== YOUR ASSIGNMENT ==
Across the records below, how many lines contain the string "tail"? Give the number by itself.

Natural language region descriptions:
»»
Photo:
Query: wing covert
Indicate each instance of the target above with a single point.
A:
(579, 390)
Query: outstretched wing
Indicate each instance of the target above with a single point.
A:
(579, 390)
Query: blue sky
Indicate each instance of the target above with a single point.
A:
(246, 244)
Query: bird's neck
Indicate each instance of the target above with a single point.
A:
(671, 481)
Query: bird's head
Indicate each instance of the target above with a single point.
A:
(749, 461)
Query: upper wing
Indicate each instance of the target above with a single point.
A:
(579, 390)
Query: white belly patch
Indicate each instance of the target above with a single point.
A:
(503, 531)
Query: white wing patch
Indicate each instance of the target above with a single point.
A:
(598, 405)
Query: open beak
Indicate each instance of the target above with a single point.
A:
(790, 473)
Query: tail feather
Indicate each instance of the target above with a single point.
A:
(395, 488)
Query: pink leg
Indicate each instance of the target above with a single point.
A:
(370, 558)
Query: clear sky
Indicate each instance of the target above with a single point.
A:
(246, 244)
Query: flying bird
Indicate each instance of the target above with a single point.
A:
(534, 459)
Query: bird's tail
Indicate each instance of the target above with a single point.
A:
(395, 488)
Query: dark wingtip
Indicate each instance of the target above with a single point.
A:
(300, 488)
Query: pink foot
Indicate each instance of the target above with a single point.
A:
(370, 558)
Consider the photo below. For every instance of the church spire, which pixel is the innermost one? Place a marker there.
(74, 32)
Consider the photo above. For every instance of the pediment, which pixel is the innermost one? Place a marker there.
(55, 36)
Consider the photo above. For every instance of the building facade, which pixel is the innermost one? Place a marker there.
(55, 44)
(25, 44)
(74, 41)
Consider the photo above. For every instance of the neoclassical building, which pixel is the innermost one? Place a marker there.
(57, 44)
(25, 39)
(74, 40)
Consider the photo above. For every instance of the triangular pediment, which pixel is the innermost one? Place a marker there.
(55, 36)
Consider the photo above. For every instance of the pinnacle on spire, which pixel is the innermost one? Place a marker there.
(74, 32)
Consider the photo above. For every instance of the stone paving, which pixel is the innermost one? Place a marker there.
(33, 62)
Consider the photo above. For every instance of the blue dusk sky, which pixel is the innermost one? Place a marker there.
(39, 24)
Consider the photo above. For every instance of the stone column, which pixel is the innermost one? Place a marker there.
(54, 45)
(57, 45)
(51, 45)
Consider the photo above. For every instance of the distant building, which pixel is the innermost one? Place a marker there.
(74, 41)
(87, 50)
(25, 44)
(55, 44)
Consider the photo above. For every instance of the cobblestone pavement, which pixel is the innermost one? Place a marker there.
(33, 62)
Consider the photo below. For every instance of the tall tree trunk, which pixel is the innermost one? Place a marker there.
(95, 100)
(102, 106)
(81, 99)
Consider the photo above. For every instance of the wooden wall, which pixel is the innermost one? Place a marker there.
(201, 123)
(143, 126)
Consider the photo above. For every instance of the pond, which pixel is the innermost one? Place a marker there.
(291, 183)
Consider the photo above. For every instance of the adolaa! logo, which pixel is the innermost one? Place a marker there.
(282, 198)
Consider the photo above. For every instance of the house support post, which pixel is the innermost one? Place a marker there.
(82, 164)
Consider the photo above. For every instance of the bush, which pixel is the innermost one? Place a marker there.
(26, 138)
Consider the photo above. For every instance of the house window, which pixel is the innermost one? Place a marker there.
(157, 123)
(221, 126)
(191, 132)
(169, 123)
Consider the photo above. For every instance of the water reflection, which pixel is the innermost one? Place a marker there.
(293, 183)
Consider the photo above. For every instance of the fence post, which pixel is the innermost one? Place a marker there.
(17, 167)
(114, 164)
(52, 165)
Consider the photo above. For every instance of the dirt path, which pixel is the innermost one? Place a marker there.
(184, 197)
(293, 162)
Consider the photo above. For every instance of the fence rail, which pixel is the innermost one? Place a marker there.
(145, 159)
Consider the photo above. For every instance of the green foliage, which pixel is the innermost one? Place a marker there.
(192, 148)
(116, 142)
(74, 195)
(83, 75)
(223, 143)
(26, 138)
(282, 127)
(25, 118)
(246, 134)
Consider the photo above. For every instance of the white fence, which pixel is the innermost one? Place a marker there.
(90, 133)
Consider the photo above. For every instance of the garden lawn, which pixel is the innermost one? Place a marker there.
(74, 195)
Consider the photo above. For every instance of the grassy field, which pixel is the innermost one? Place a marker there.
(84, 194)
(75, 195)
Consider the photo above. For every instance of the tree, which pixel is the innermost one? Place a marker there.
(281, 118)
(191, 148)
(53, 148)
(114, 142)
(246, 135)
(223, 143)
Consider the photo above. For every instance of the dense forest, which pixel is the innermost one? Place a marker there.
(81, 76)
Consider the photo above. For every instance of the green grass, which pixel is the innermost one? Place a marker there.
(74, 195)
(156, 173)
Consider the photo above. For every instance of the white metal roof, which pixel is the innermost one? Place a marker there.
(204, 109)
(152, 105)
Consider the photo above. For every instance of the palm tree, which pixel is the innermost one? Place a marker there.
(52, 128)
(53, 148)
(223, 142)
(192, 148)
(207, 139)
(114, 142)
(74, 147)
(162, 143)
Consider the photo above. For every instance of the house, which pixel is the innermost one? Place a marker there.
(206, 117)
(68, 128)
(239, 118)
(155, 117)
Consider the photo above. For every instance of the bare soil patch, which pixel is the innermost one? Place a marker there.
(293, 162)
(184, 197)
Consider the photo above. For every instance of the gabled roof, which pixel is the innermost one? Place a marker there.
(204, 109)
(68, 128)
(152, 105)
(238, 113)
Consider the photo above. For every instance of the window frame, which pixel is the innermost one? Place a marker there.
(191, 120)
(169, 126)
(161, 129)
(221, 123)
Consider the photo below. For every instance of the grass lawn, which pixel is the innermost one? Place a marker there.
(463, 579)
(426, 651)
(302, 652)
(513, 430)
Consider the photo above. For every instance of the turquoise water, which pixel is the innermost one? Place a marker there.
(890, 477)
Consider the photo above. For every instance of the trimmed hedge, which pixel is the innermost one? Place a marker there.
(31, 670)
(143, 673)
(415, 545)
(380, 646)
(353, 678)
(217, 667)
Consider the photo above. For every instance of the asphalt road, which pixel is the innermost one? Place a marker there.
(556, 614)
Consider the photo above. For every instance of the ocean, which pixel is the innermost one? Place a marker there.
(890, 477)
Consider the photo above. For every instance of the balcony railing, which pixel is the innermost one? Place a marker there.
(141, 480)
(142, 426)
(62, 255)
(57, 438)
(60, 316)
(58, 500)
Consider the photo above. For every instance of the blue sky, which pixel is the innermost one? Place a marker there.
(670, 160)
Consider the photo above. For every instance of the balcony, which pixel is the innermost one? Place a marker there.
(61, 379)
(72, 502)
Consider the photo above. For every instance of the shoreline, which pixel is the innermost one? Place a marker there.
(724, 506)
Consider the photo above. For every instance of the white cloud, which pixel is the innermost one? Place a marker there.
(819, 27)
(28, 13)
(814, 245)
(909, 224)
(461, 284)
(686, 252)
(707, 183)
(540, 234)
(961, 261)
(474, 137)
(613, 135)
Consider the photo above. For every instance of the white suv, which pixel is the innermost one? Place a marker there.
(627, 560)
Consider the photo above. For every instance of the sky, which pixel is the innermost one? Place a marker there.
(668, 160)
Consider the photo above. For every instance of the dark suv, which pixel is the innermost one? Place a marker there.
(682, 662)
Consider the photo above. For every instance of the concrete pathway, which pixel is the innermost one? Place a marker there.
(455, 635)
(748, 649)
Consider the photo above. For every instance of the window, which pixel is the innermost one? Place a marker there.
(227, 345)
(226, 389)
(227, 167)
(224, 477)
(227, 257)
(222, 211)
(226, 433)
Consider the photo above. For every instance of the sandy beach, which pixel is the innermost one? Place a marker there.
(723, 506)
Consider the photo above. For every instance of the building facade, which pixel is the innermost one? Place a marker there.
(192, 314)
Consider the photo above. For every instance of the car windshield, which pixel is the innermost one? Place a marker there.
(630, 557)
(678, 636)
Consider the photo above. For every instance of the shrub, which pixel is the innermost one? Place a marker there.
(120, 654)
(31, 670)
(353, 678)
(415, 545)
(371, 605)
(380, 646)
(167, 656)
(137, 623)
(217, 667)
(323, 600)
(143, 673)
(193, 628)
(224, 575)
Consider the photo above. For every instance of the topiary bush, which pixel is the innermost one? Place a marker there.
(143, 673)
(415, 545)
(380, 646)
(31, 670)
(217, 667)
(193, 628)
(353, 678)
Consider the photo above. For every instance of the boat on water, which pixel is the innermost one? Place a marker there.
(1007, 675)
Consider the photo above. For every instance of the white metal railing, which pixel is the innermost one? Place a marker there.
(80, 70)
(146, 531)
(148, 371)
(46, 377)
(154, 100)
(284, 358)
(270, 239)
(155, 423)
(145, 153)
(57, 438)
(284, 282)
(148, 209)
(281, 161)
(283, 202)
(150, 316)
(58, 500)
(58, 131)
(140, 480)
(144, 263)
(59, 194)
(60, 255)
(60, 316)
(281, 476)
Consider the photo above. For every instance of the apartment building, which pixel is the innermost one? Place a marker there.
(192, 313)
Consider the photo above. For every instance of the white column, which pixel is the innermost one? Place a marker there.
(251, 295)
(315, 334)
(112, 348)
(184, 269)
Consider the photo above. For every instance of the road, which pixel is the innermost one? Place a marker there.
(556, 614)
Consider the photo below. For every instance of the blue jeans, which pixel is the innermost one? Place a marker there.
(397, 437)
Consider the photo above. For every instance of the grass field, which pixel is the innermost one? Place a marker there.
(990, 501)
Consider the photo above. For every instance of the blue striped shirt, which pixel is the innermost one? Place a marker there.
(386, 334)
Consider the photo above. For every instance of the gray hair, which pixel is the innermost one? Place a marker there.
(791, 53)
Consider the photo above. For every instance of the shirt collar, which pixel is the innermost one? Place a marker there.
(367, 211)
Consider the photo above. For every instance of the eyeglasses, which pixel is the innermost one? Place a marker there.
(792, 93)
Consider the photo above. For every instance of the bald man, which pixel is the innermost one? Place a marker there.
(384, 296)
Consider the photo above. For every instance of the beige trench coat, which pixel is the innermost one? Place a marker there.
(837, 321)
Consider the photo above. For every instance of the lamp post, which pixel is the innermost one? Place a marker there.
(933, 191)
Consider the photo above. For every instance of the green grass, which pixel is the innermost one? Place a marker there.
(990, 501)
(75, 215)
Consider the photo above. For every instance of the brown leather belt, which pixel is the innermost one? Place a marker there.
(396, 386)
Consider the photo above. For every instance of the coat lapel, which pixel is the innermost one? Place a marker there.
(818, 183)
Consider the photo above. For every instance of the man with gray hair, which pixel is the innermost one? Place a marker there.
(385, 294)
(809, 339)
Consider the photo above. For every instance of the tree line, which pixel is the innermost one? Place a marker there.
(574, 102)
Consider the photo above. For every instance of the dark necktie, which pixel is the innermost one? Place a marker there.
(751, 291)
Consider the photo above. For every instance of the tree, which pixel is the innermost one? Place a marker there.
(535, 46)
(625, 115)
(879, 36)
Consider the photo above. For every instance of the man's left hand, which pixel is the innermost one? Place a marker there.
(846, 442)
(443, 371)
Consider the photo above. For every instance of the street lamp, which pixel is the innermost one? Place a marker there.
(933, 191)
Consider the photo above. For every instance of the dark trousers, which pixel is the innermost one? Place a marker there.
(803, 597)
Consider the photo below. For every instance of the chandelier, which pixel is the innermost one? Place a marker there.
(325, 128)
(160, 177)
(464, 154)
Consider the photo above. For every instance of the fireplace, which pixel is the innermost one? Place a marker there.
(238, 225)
««
== RESULT OF THE EXERCISE ==
2